++++ Record extracts ++++
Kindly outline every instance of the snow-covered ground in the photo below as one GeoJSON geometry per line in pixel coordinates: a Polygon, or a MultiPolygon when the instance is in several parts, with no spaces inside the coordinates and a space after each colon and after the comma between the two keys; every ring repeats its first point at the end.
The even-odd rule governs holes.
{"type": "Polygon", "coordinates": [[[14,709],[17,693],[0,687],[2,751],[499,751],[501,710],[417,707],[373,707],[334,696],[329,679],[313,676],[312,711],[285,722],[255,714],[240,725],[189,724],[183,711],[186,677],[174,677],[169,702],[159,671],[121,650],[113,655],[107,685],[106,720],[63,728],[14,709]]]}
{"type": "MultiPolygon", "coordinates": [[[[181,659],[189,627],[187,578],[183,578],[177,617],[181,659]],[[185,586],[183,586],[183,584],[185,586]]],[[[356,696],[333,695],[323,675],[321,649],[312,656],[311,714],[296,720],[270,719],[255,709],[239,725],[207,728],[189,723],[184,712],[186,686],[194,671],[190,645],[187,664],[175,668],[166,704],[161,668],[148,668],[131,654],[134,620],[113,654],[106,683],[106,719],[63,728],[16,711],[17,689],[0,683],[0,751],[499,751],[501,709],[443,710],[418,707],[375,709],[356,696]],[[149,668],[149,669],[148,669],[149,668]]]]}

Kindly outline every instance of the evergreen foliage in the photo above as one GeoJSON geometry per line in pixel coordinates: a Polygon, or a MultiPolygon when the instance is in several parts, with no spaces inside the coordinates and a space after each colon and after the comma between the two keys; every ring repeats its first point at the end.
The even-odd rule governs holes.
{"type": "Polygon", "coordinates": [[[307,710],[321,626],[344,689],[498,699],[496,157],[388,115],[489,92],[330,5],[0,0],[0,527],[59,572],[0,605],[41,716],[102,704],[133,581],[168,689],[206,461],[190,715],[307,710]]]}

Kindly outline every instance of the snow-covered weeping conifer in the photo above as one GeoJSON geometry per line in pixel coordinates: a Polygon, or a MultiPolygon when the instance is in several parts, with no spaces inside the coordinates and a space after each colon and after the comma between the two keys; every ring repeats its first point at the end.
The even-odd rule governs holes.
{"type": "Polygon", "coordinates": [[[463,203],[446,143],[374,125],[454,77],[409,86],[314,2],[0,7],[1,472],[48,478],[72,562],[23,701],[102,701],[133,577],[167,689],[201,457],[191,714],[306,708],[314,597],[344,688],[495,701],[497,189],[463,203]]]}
++++
Rewrite the records starting at the line that contains "Kindly outline every instance of the snow-covered weeping" and ending at the end of the records, keeping every line including the instructions, but shift each pixel coordinate in the answers by adding 26 to it.

» **Task solution**
Kindly outline every instance of the snow-covered weeping conifer in the photo above as one GeoJSON geometry per line in pixel coordinates: a Polygon, or a MultiPolygon when the instance is in several parts, with no spaces inside the coordinates and a space after each colon and after the comma between the two keys; every ring repeats its first point at the end.
The even-odd rule governs holes.
{"type": "Polygon", "coordinates": [[[489,229],[472,169],[400,151],[480,103],[435,112],[340,28],[26,33],[27,498],[74,504],[98,588],[49,727],[128,727],[159,603],[193,715],[227,483],[217,740],[332,734],[340,623],[370,714],[521,727],[523,215],[489,229]]]}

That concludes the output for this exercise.